--- What is asked ---
It is required that all of the data be written out exactly.

--- Given entries ---
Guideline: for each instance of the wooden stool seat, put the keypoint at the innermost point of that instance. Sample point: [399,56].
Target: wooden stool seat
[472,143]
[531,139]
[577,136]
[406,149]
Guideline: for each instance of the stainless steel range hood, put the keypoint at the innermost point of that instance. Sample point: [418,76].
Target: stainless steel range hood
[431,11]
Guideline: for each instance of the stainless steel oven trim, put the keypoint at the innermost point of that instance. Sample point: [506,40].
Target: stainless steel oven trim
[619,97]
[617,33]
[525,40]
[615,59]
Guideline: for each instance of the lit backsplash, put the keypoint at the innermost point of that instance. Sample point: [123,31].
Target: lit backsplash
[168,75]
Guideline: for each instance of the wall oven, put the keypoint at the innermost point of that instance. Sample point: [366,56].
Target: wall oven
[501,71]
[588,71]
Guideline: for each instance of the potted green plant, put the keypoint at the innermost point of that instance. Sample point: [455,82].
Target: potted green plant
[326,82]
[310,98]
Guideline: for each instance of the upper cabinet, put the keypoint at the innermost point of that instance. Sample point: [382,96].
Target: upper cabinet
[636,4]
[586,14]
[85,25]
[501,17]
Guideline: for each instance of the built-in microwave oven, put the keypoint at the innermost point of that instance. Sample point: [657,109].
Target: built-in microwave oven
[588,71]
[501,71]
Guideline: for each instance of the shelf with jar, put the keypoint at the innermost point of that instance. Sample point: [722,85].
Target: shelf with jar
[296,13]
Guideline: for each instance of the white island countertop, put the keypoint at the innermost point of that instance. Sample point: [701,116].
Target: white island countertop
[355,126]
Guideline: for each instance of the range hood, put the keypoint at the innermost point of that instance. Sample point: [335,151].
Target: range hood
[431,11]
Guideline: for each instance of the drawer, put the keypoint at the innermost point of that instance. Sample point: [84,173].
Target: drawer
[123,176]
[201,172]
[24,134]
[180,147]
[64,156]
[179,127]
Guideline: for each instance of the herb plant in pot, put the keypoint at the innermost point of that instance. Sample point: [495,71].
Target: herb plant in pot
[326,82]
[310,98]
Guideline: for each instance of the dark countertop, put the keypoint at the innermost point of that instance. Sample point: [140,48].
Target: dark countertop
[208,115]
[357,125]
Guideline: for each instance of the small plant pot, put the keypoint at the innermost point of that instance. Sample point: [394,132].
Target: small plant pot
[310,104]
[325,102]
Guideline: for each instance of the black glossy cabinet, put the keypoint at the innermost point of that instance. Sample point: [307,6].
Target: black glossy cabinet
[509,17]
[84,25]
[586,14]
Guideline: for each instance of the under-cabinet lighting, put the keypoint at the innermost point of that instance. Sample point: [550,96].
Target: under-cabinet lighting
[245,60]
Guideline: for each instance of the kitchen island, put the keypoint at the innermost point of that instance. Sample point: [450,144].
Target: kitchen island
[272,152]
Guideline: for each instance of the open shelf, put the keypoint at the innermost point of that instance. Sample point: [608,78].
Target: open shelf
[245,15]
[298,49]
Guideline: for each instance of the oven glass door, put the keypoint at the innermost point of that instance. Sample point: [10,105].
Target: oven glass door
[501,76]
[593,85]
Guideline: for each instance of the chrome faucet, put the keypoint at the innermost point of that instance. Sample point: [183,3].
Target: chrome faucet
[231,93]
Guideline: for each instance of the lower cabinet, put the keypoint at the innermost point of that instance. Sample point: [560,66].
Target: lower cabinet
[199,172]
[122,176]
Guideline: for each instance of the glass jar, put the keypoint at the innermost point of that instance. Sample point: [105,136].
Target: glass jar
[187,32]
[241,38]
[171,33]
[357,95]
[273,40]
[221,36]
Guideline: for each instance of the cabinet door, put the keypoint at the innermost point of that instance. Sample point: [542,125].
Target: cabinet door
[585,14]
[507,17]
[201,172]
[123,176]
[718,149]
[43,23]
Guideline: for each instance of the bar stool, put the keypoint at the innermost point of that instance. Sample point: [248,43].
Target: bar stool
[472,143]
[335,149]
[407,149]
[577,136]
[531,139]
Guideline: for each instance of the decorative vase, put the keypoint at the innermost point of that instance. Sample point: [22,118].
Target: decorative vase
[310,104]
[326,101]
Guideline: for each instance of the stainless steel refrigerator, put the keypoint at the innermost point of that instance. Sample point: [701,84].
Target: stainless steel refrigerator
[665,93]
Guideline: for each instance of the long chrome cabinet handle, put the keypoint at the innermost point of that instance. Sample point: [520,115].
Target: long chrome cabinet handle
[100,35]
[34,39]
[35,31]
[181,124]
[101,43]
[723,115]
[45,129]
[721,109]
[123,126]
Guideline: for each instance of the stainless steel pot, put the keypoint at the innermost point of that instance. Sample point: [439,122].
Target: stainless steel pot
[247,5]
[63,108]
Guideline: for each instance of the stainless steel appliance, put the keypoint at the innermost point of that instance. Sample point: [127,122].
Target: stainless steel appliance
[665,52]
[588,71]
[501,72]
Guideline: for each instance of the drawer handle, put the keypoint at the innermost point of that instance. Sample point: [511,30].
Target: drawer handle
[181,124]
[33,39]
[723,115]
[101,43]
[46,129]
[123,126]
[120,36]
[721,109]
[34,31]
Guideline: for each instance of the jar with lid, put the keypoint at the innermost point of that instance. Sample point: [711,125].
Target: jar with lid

--- Solution for this exercise ---
Guideline: for each instance of the wooden stool seat, put the keypoint at the innermost point of that instance. Sample point: [399,56].
Target: wooden stool seat
[472,143]
[531,139]
[577,136]
[406,149]
Guideline: for each instance of the stainless steel range hood, put the keypoint at the innermost point of that instance. Sample point: [418,76].
Target: stainless steel range hood
[431,11]
Guideline: for each instance of the stainless steel oven trim, put the keypoint at the innermost point of that instance. Sample point: [506,40].
Target: stainless steel oven trim
[619,97]
[617,33]
[525,40]
[615,59]
Guideline: for each instance of the lit backsplash, put the keypoint at the innermost point of that instance. Sample point: [123,31].
Target: lit backsplash
[168,75]
Guideline: for each instance of the wall oven, put the keypoint at the innermost point of that instance. Sample point: [366,56].
Target: wall oven
[501,71]
[588,71]
Guideline: for each instance of the potted green plant, put the keypoint at the innermost point of that instance. Sample point: [455,82].
Target: potted green plant
[326,82]
[310,98]
Guideline: for each instance of the upper cabinet, put the keypoint at the innermost point of that instance. Sample point: [382,96].
Target: upper cabinet
[636,4]
[586,14]
[85,25]
[501,17]
Guideline: for each instance of the built-in microwave oven, put the keypoint at the innermost point of that instance. Sample point: [657,109].
Target: built-in microwave oven
[588,71]
[501,71]
Guideline: for each instance of the shelf with jar, put the keypoint at the innermost point of that instance. Sample point: [722,85].
Target: shelf with jar
[296,13]
Guideline: for each instance of the white island countertop, put the keypoint at the innermost point of that instance. Sample point: [701,116].
Target: white island countertop
[355,126]
Guideline: for each instance of the range hood, put the keypoint at the innermost point of that instance. Sample point: [335,151].
Target: range hood
[431,11]
Guideline: for each instance of the drawer, put the keypoint at the innermost point of that instance. Sample point: [84,173].
Target: drawer
[123,176]
[201,172]
[24,134]
[180,147]
[64,156]
[179,127]
Guideline: for each instance of the herb plant in pot, put the keypoint at the innermost point of that instance. Sample point: [495,71].
Target: herb plant in pot
[326,82]
[310,98]
Guideline: for each instance of the dark countertop, put the keypoint at the innermost point of that instance. Sample point: [140,48].
Target: dark countertop
[208,115]
[357,125]
Guideline: for each instance of the small plant pot, put the keypoint at the innermost point of that instance. Sample point: [394,132].
Target: small plant pot
[310,104]
[325,102]
Guideline: for each instance of the black glossy cabinet, put the keypoint at the innermost point of that instance. Sample point: [307,6].
Target: black glossy cabinet
[509,17]
[84,25]
[586,14]
Guideline: for each instance of the under-cabinet lighting, put the keypoint at the innermost point of that instance. Sample point: [550,96].
Target: under-cabinet lighting
[245,60]
Guideline: for each instance of the kitchen island, put the keypoint at the innermost point of that instance. Sample point: [450,144].
Target: kitchen island
[272,152]
Guideline: for each instance of the open shelf, put the keypoint at the innermost point of that instance. Sample point: [608,78].
Target: open shelf
[245,15]
[298,49]
Guideline: for each instance of the oven glass door, put the keypoint at the innermost point of that instance. Sample point: [10,105].
Target: oven glass door
[501,76]
[593,85]
Guideline: for each instance of the chrome faucet, put the keypoint at the innermost point of that instance. Sample point: [183,3].
Target: chrome faucet
[231,93]
Guideline: for each instance of the lower cabinet, put the keypoint at the innermost point of that instance. Sample point: [560,66].
Target: lower cabinet
[199,172]
[122,176]
Guideline: for each instance of the glass jar, put the keypoint at the innermost point of that instance. Sample point: [105,136].
Target: glass jar
[187,32]
[241,38]
[171,33]
[357,95]
[273,40]
[221,36]
Guideline: for each instance of the cabinet door, put the keypoint at the innermost point of that instance. Sample point: [542,125].
Target: cabinet door
[585,14]
[507,17]
[201,172]
[123,176]
[718,149]
[43,23]
Guideline: for each instance of the bar stool, put the keypoint at the innermost point of that instance. Sample point: [248,43].
Target: bar stool
[472,143]
[335,149]
[407,149]
[577,136]
[531,139]
Guideline: for each instance of the decorative vase, put the keypoint at the innermost point of that instance. Sample point: [22,118].
Target: decorative vase
[310,104]
[326,101]
Guideline: for each instance of the stainless steel refrigerator, put the keypoint at the innermost point of that instance. Sample point: [701,84].
Target: stainless steel refrigerator
[665,93]
Guideline: for each instance of the long chrome cabinet handle, put the keypoint at the innermost point of that instance. Sample point: [520,115].
Target: long chrome cabinet handle
[100,35]
[34,39]
[35,31]
[181,124]
[101,43]
[723,115]
[45,129]
[721,109]
[123,126]
Guideline: for each instance of the stainless steel pot, put the keypoint at the innermost point of that instance. Sample point: [439,122].
Target: stainless steel pot
[247,5]
[63,108]
Guideline: for each instance of the stainless steel appliance, put the keypoint at the innermost point of that instance. Sample point: [127,122].
Target: stainless steel appliance
[665,52]
[588,71]
[501,72]
Guideline: for each instance of the drawer handle, put the keypoint at the innermost point of that instance. Sample point: [511,30].
Target: drawer handle
[181,124]
[33,39]
[723,115]
[101,43]
[46,129]
[123,126]
[120,36]
[721,109]
[34,31]
Guideline: for each instance of the jar with lid, put the keypoint at the innermost point of that instance. Sample point: [711,125].
Target: jar with lid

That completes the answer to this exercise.